DIRECTIONS FOR THIS TASK: Update the data below by replacing "Drop one marker" with "Place a single marker" everywhere it occurs, and keep everything else identical. Leave the pictures out of your answer.

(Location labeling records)

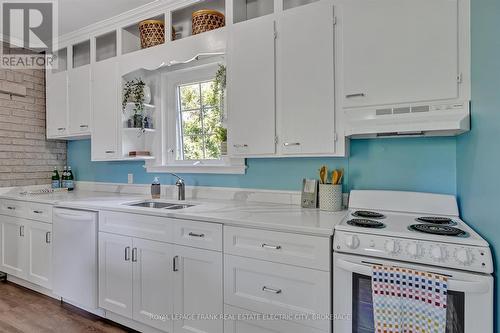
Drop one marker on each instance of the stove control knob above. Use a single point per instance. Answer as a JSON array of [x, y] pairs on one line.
[[391, 247], [438, 253], [414, 250], [464, 256], [352, 241]]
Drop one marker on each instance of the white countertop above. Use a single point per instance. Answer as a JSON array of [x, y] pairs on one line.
[[271, 216]]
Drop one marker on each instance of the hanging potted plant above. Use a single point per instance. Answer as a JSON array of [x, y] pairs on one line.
[[221, 134], [137, 92], [219, 86]]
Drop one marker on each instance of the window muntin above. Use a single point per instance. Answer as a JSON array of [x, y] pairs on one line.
[[199, 119]]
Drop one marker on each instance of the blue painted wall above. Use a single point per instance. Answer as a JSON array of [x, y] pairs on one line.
[[478, 152], [424, 164]]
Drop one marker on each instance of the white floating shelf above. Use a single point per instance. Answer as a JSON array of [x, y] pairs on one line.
[[149, 106], [135, 129], [137, 158]]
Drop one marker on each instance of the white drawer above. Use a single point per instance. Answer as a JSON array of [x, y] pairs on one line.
[[136, 225], [12, 208], [287, 248], [39, 212], [203, 235], [272, 288], [243, 321]]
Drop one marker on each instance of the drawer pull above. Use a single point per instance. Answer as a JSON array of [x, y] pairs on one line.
[[192, 234], [127, 253], [176, 263], [274, 247], [355, 95], [134, 254], [290, 144], [271, 290]]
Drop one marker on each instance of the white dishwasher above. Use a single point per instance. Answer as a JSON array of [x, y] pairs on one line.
[[75, 257]]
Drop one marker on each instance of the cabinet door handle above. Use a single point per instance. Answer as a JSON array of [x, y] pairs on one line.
[[271, 290], [176, 263], [134, 254], [289, 144], [355, 95], [273, 247], [192, 234], [127, 253]]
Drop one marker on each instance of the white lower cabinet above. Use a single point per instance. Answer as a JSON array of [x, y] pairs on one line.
[[243, 321], [150, 281], [13, 247], [198, 286], [40, 254], [26, 250], [152, 286], [115, 274], [273, 288]]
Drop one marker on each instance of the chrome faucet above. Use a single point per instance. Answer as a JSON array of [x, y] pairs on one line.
[[181, 187]]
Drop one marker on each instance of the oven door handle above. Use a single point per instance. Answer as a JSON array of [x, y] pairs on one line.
[[456, 285]]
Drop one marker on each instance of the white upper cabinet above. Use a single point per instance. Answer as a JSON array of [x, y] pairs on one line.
[[57, 104], [79, 100], [105, 110], [251, 87], [305, 67], [398, 51]]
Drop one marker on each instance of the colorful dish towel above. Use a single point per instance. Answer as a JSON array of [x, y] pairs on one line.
[[408, 301]]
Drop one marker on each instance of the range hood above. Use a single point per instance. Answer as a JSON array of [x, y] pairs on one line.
[[410, 120]]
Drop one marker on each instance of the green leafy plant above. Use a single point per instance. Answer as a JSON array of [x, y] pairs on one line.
[[134, 91], [221, 134]]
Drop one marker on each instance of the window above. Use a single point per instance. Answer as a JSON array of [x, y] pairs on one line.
[[200, 121], [192, 125]]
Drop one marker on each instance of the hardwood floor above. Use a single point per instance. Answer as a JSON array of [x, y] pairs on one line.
[[23, 310]]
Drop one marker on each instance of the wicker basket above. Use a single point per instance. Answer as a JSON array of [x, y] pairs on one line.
[[206, 20], [152, 33]]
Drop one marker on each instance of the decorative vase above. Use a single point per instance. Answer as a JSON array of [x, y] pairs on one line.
[[147, 94], [138, 120], [330, 197], [223, 148]]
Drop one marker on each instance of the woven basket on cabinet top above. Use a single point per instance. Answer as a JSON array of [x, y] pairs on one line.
[[152, 33], [206, 20]]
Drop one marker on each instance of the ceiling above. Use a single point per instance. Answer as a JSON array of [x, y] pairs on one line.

COMPLETE ANSWER:
Place a single marker on each instance of the stove control knob above. Use a single point per instance. Answer as a JSON array of [x, y] pairs on one line.
[[391, 247], [438, 253], [414, 250], [464, 256], [352, 241]]
Place a single marker on each instance of the white countertop above. Use a single point per instance. Answer as a JSON array of [x, y] pairs on one line.
[[271, 216]]
Place a single marker on each instance of the hanging potted plant above. Use a single point per instance. Answer as a JSON array of [x, y] pairs on one line.
[[221, 134], [137, 92], [219, 86]]
Place a single marker on each instance of the window muntin above. Use a single point per instance. Answer as a JSON array of [x, y] pairs on one line.
[[199, 119]]
Place a single marker on each instance of the blue painted wall above. Use a single point per instance. Answer as a JSON array of [x, y] pairs on one line.
[[478, 152], [424, 164]]
Place a single marker on each instance of the white floating shelf above. Use a single point per instance. Answer as a JSON array of [x, y] pairs on one line.
[[149, 106], [135, 129], [137, 158]]
Place a single marker on each instance of the white drawer above. Use a single point per instance. Answer as a JSON array of [x, y] pairs on one line.
[[136, 225], [12, 208], [287, 248], [39, 212], [203, 235], [272, 288], [243, 321]]
Place a single marker on each instance of the drawer pull above. Use a single point per instance. Answer as a JSON array of [x, y] pairs on one line.
[[192, 234], [127, 253], [176, 263], [274, 247], [355, 95], [134, 254], [290, 144], [271, 290]]
Place a single marker on each instance of the white dishwasher above. Use a single point per instance. Answer as a JSON array of [x, y] pairs on one line.
[[75, 257]]
Place a single marker on each instance of the cabinet door handle above. Use a single point per instance. Answer as a JSON array of [x, y] pairs on one line.
[[271, 290], [176, 263], [134, 254], [289, 144], [355, 95], [273, 247], [192, 234], [127, 253]]
Place a single marker on each instance of the white lower cabinet above. Use a single point per instance. Answer as a JSON array of [x, y] pairs on one line.
[[243, 321], [150, 281], [13, 247], [198, 286], [40, 254], [26, 250], [152, 286], [115, 274], [273, 288]]
Place a single marker on each instance of the chrome faucet above. Use a single point per instance. Answer as a JSON array of [x, y] pairs on one line.
[[181, 187]]
Place a single marker on each instance of the oven door handle above. Use a single point per instance. Answer as a JSON array of [x, y] pairs on one line.
[[456, 285]]
Place a single marker on each instance of the white upper cabinet above. Use a single point per instance. Answer as a JSON array of [x, y] pairs on one line.
[[57, 104], [79, 100], [105, 110], [251, 87], [305, 67], [398, 51]]
Place a single marker on each instance of the colorful dish towel above. Use a single point per instance. Answer as a JSON array of [x, y] pairs on one line.
[[408, 301]]
Place a single marker on each instance of the range hood above. Use a single point per instance. Answer as a JSON array of [x, y] pairs on one line.
[[410, 120]]
Place a single marker on each instance of the green leafy plant above. Use a single point per instance. Answer as a JSON array of [x, y] pairs on one line.
[[134, 91], [221, 134]]
Place a single marker on each instance of the window above. Use a single point per instance. Answer as a JSON array of [x, y] pairs on one line.
[[200, 121], [192, 125]]
Place a single marker on each instance of the hardwood floor above. Use a single point per instance. Answer as a JSON array of [x, y] pairs on one line.
[[23, 310]]
Place a single marker on each instance of the wicker basket above. Use a single point per instance. Answer as a JSON array of [x, y] pairs on one line.
[[206, 20], [152, 33]]
Place a single marker on each instance of the decorative vase above. Use a single point per instance. Answer as a JSON array of [x, y] pairs on one line.
[[147, 94], [138, 120], [330, 197], [223, 148]]
Place a single marker on each instance of the woven basket on cabinet top above. Use a single point per instance. Answer as a JSON array of [x, y] pairs on one line.
[[152, 33], [206, 20]]
Place a single marker on each instance of the ceiling above. Use a single point per instance. Answer as a JSON array of [x, y] pairs on one line.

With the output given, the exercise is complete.